▶ Task statement: Copy down all of the data underneath, exactly as shown.

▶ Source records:
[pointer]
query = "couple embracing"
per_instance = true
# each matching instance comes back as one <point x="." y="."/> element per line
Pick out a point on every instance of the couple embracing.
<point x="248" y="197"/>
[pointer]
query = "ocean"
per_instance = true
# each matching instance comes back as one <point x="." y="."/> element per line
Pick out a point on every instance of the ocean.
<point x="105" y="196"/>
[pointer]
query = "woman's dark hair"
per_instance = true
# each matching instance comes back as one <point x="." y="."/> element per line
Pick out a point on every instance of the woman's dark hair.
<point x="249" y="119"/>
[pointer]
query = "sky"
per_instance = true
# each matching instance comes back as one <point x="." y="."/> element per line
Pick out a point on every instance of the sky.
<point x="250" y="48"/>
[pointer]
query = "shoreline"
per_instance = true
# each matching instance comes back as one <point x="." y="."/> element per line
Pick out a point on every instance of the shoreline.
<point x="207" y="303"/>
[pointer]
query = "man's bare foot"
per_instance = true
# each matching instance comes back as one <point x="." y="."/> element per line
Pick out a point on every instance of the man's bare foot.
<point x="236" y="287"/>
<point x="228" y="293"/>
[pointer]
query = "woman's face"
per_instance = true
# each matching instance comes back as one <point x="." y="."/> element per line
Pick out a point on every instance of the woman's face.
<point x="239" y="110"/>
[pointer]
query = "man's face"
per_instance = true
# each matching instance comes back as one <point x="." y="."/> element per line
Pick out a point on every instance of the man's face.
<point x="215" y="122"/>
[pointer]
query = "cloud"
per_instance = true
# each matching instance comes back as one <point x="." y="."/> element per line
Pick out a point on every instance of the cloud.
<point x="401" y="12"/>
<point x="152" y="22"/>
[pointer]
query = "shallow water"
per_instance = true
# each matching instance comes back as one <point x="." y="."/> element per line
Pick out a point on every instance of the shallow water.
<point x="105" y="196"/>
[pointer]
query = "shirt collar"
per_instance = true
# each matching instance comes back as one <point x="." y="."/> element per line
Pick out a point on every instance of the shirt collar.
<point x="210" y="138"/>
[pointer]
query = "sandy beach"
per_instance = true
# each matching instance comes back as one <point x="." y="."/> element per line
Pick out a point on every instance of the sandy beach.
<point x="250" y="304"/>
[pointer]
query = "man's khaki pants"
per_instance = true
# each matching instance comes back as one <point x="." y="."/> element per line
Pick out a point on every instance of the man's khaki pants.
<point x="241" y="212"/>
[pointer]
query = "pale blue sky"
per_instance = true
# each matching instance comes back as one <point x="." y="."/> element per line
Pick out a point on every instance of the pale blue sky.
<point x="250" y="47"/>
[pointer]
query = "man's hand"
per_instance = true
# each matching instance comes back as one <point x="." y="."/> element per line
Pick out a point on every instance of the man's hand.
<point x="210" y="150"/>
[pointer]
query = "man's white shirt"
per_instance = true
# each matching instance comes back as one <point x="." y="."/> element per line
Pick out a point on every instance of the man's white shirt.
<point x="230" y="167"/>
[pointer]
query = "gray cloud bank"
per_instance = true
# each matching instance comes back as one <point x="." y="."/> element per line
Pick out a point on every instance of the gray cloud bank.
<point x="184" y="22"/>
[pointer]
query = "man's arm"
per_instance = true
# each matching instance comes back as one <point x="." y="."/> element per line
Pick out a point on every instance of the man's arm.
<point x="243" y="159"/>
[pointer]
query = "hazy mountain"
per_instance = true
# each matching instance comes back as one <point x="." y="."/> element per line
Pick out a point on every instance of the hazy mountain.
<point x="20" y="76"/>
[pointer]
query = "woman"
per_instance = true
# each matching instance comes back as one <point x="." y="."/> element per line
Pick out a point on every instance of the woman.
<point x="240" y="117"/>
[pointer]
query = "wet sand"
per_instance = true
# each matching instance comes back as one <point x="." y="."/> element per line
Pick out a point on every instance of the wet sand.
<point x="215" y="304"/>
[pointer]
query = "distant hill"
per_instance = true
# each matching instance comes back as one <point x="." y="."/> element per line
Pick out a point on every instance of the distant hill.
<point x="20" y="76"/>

▶ Output for this exercise:
[pointer]
query = "couple embracing"
per_instance = true
# each matching instance comes back as one <point x="." y="."/> element per line
Pick out a point on every instance of the couple embracing.
<point x="248" y="197"/>
[pointer]
query = "ocean"
per_instance = true
# each matching instance comes back as one <point x="." y="."/> element per line
Pick out a point on every instance of the ocean.
<point x="105" y="196"/>
[pointer]
query = "woman's dark hair"
per_instance = true
# each matching instance comes back as one <point x="." y="."/> element per line
Pick out a point on every instance of the woman's dark hair.
<point x="249" y="119"/>
[pointer]
query = "sky"
per_instance = true
# each matching instance comes back as one <point x="." y="."/> element per line
Pick out a point on every instance of the sky.
<point x="250" y="48"/>
[pointer]
query = "shoreline"
per_instance = true
# each matching instance comes back as one <point x="." y="."/> element per line
Pick out a point on every instance of the shoreline.
<point x="207" y="303"/>
[pointer]
query = "man's bare foot"
per_instance = true
# each matching instance comes back as one <point x="." y="."/> element per line
Pick out a point on every instance of the man's bare foot.
<point x="236" y="287"/>
<point x="228" y="293"/>
[pointer]
query = "woman's face"
per_instance = true
# each matching instance comes back as one <point x="." y="."/> element per line
Pick out a point on every instance of the woman's face.
<point x="239" y="110"/>
[pointer]
query = "man's face"
per_instance = true
# each matching instance comes back as one <point x="." y="."/> element per line
Pick out a point on every instance of the man's face.
<point x="215" y="122"/>
[pointer]
query = "cloud"
per_instance = true
# each matching instance comes back as one <point x="." y="."/> element per line
Pick out a point on every instance of the cloud.
<point x="401" y="12"/>
<point x="152" y="22"/>
[pointer]
query = "shallow water"
per_instance = true
# each matching instance comes back as one <point x="." y="."/> element per line
Pick out a point on every instance of the shallow water.
<point x="105" y="196"/>
[pointer]
query = "shirt collar"
per_instance = true
# each matching instance comes back as one <point x="." y="."/> element per line
Pick out a point on every instance of the shirt collar.
<point x="210" y="138"/>
[pointer]
query = "sandy beach"
per_instance = true
# each matching instance comes back as one <point x="." y="."/> element per line
Pick out a point on every instance of the sandy beach.
<point x="250" y="304"/>
[pointer]
query = "man's khaki pants"
per_instance = true
# each matching instance comes back as one <point x="." y="."/> element per line
Pick out a point on every instance of the man's khaki pants.
<point x="241" y="212"/>
[pointer]
query = "pale blue sky"
per_instance = true
# each matching instance comes back as one <point x="." y="."/> element per line
Pick out a point on every instance of the pale blue sky.
<point x="250" y="47"/>
[pointer]
query = "man's hand"
per_instance = true
# each matching instance comes back as one <point x="." y="."/> element per line
Pick out a point on every instance of the man's hand.
<point x="210" y="150"/>
[pointer]
query = "man's white shirt"
per_instance = true
# each matching instance comes back as one <point x="." y="."/> element per line
Pick out a point on every instance of the man's white shirt.
<point x="230" y="167"/>
[pointer]
query = "gray cloud bank"
per_instance = true
# each matching instance comes back as one <point x="." y="."/> element per line
Pick out a point on every instance of the gray cloud bank.
<point x="184" y="22"/>
[pointer]
query = "man's arm"
per_instance = true
# each matching instance comes back as one <point x="." y="."/> element per line
Pick out a point on every instance of the man's arm.
<point x="243" y="159"/>
[pointer]
query = "hazy mountain"
per_instance = true
# each matching instance comes back as one <point x="." y="."/> element per line
Pick out a point on every instance of the hazy mountain.
<point x="20" y="76"/>
[pointer]
query = "woman"
per_instance = true
# each matching instance comes back as one <point x="." y="."/> element per line
Pick out a point on every instance of the woman.
<point x="240" y="117"/>
[pointer]
query = "wet sand"
per_instance = true
# each matching instance comes back as one <point x="." y="."/> element per line
Pick out a point on every instance of the wet sand.
<point x="215" y="304"/>
[pointer]
query = "distant hill"
per_instance = true
# each matching instance comes back as one <point x="." y="."/> element per line
Pick out a point on every instance of the distant hill.
<point x="20" y="76"/>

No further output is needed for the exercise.